● Excerpt to read:
A specialized tool for extracting clean, structured content from webpages and converting it to Markdown format.
Ideal for:
- Preparing web content for LLM embeddings
- Semantic search applications
- Converting webdocs to GitHub/GitLab wikis
- Clean and normalize web content for optimal LLM processing
- Extract relevant content while filtering out noise, navigation, ads, and irrelevant elements
- Transform HTML content into consistent, well-structured Markdown format
- Process single URLs or batch process multiple URLs from a file or webpage
- Intelligent content detection for various webpage layouts
- Options to customize markdown content
- Ignore images and links to reduce token usage in embeddings
- Add extra spacing before headings for improved document structure
- Prepend source link at the top of document for reference
- Convert links to relative links by specifying the root URL
- Useful for download a site so that links will work between markdown files
- For extra detailed control you can exclude webpage parts by CSS selectors
- Set custom content detection with a list of class or id names
- Use a json or YAML settings file when dealing with lots of options
- Verbose output levels to monitor progress
- Debug mode for troubleshooting extraction issues
First, ensure you have UV installed (official UV installation guide).
curl -LsSf https://astral.sh/uv/install.sh | sh
uv pip install mdscraper
Clone and install the repository:
git clone https://github.com/yourusername/mdscraper.git
cd mdscraper
uv pip install .

● Exercises to complete:
[1] In the mdscraper description, what must be installed before the tool itself is installed?
[2] For each statement, decide whether it agrees with the mdscraper description. Answer yes or no, and quote the deciding words.
(a) The tool can put the source link at the top of the document.
(b) Settings files may be written in XML.
(c) Links can be made relative by giving the root URL.
[3] Resume the mdscraper description after its final line.

● Data to examine:
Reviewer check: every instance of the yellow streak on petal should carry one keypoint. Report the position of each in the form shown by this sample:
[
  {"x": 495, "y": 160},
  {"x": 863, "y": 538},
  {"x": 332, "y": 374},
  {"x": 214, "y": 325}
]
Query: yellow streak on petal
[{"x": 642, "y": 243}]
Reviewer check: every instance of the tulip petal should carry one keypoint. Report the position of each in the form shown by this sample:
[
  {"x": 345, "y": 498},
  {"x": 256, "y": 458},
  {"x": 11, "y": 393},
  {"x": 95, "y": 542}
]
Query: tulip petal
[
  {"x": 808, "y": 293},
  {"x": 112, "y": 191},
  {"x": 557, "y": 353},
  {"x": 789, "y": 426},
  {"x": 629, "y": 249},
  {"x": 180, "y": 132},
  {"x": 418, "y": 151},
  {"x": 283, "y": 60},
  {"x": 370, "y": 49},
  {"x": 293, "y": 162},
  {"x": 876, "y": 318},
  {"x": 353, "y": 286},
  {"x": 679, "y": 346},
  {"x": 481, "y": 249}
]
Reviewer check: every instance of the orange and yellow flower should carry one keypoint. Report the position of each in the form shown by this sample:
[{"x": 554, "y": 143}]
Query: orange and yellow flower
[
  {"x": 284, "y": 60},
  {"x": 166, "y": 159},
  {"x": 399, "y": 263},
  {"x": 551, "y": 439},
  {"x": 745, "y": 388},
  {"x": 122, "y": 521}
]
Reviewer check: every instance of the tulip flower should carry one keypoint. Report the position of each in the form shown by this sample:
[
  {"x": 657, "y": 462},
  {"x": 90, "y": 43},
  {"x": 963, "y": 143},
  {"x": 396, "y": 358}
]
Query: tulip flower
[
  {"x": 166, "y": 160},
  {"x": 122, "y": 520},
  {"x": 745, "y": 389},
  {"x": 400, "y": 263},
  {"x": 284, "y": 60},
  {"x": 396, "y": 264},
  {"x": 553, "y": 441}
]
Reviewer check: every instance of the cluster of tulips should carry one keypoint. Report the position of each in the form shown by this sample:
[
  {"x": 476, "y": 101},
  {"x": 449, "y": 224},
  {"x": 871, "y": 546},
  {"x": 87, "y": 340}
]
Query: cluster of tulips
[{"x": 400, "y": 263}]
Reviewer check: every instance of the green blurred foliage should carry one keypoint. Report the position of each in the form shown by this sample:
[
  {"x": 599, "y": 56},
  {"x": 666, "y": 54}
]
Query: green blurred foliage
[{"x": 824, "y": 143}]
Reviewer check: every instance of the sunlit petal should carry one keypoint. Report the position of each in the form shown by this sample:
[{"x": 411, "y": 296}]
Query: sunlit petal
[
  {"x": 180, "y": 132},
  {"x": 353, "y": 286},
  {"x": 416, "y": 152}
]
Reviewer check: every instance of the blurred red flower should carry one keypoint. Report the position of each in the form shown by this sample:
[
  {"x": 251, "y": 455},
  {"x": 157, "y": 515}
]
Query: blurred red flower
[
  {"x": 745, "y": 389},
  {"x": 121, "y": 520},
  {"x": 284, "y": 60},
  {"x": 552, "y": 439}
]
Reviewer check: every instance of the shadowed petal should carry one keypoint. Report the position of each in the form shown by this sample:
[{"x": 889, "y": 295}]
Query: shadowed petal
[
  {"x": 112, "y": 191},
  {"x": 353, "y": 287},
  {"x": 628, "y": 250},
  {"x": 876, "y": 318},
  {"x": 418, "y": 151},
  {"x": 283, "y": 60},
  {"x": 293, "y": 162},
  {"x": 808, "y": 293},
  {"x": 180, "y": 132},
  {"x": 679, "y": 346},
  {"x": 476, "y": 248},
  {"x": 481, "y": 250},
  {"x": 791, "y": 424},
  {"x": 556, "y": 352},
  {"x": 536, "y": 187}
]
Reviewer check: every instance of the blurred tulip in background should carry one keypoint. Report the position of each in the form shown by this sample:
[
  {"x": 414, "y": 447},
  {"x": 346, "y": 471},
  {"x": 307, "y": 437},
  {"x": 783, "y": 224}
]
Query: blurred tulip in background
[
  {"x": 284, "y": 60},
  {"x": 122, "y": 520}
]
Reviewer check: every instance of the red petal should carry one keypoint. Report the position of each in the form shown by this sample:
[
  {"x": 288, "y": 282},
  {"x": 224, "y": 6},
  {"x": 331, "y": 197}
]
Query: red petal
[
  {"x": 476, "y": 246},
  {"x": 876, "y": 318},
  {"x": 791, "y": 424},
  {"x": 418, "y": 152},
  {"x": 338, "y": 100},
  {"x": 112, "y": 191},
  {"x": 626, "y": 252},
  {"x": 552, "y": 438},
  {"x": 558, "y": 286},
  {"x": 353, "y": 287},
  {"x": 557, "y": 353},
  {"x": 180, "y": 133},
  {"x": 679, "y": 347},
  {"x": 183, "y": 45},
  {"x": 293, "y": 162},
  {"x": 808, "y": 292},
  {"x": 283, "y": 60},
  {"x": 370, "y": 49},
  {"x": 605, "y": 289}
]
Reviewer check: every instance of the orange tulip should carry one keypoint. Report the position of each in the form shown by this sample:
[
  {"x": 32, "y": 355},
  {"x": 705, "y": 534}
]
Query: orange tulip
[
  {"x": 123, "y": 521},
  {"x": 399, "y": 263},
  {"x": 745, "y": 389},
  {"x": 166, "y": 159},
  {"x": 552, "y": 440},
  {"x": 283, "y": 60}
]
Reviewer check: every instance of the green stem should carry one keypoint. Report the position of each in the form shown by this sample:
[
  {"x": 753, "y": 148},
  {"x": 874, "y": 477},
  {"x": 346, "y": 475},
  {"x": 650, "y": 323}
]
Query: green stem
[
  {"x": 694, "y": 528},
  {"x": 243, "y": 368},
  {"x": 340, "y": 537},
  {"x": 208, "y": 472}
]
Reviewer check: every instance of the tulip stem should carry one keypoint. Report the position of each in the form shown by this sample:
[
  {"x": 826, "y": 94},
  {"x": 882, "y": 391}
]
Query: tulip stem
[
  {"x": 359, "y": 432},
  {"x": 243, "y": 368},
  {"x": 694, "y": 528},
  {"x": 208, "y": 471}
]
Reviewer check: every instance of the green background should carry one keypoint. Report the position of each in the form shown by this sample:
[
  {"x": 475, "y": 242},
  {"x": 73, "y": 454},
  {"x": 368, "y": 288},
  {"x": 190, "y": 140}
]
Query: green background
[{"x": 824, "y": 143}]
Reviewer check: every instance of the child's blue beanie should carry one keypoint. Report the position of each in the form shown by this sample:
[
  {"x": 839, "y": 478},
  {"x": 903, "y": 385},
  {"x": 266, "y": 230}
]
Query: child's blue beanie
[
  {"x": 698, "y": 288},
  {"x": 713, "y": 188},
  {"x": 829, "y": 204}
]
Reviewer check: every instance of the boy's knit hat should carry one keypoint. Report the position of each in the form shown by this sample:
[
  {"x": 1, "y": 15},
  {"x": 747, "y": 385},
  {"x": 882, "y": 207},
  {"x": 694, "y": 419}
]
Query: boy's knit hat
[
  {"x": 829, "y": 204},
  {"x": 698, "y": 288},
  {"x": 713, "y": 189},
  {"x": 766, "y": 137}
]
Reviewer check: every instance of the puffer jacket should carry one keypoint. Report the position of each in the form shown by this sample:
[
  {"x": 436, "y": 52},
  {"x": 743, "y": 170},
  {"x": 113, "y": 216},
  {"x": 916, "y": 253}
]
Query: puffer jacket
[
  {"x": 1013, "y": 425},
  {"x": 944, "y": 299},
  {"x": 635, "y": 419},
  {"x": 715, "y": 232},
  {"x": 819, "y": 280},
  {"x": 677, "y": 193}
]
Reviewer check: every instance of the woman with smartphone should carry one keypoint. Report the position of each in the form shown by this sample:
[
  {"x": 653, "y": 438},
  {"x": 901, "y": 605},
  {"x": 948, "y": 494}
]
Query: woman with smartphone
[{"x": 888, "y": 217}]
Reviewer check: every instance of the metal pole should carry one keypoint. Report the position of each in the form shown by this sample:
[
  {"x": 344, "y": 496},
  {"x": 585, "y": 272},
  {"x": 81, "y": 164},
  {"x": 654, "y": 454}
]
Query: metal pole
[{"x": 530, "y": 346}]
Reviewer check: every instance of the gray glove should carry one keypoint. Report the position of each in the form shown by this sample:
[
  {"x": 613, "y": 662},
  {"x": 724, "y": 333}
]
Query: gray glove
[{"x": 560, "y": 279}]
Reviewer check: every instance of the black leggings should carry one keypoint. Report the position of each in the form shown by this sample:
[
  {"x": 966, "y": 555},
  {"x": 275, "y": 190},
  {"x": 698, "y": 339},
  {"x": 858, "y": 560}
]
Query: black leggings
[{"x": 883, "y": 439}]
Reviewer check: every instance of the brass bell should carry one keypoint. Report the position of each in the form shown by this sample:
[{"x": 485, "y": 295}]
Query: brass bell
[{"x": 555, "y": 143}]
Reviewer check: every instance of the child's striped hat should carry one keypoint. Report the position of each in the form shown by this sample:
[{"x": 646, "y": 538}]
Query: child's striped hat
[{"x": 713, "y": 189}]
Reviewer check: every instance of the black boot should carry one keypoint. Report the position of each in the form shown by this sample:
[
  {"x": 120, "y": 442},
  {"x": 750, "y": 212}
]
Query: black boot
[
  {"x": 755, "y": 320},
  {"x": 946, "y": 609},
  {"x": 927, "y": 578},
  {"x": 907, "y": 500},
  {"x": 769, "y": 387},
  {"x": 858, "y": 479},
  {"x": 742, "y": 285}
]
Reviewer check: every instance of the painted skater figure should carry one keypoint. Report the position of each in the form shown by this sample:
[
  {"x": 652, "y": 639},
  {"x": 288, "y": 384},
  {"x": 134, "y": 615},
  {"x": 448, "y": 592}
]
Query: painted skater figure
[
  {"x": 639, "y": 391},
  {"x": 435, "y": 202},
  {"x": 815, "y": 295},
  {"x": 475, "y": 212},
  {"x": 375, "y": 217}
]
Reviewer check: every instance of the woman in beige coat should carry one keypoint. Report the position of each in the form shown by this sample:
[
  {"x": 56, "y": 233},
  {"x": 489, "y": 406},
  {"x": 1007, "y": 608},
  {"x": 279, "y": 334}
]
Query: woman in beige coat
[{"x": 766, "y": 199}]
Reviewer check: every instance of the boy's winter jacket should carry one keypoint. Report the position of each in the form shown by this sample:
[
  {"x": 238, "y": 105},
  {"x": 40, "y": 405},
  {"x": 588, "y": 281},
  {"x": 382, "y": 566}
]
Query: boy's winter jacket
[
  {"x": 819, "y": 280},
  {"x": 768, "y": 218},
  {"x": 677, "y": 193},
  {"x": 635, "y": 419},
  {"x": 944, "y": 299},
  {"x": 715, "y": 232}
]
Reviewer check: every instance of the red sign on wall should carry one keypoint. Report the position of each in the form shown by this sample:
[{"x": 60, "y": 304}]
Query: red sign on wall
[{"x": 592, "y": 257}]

● Exercise results:
[1] UV must be installed first.

[2]
(a) Yes: "Prepend source link at the top of document for reference"
(b) No: "Use a json or YAML settings file when dealing with lots of options"
(c) Yes: "Convert links to relative links by specifying the root URL"

[3]
mdscraper --url https://example.com --output example.md
Create a text file with one URL per line, then run:
mdscraper --file urls.txt --outdir output_directory
Only URLs on the specified site will be captured as markdown. This will not "crawl" a site to try and download all possible webpages.
# Eaxmple
mdscraper --site https://example.com --outdir output_directory
# Better example
mdscraper --site https://help.prusa3d.com/filament-material-guide --outdir filament_material_guide --content table
To exclude webpages you can add an exclusion page name list:
mdscraper --site https://example.com --outdir output_directory --exclude-pages terms
MDScraper can also be imported and used programmatically:
from mdscraper import MdScraper
# Use the default options
mds = MdScraper()
# Or set options
mds = MdScraper(no_images = True, # Remove images
no_links = True, # Remove links
debug = True, # Enable debug output
extra_heading_space = "2" # Add extra newlines before headings
prepend_source_link = True # Prepend source link
)
# Fetch content as markdown (default)
markdown_content = mds.fetch_content("https://example.com")
Must include at least one of these options:
--url URL URL of a single webpage to fetch and convert
--file FILE Text file containing URLs (one per line) to fetch and convert
--site SITE A URL of a page to scrape for URLS to download a site
-h, --help show this help message and exit
--output OUTPUT Output Markdown file name. Default (%TITLE) will generate a filename based on the Webpage Title. If you prefer to use the URL set this to %URL. Otherwise, use to set as the desired filename
--outdir OUTDIR Output directory for markdown files, used with --file, --site, or with generated --output
--root-url ROOT_URL, -r ROOT_URL
The URL of the desired root path to generate relatives links for downloaded pages.
--content [CONTENT [CONTENT ...]], -c [CONTENT [CONTENT ...]]
Additional list of div id or classes to use as the main content
--no-images, -i Ignore all images in the content
--no-links Ignore all links in the content
--prepend-source-link Prepend source link in markdown file
--exclude-pages [EXCLUDE_PAGES [EXCLUDE_PAGES ...]], -p [EXCLUDE_PAGES [EXCLUDE_PAGES ...]]
Space separated list of page names to ignore, can unix filename pattern matching.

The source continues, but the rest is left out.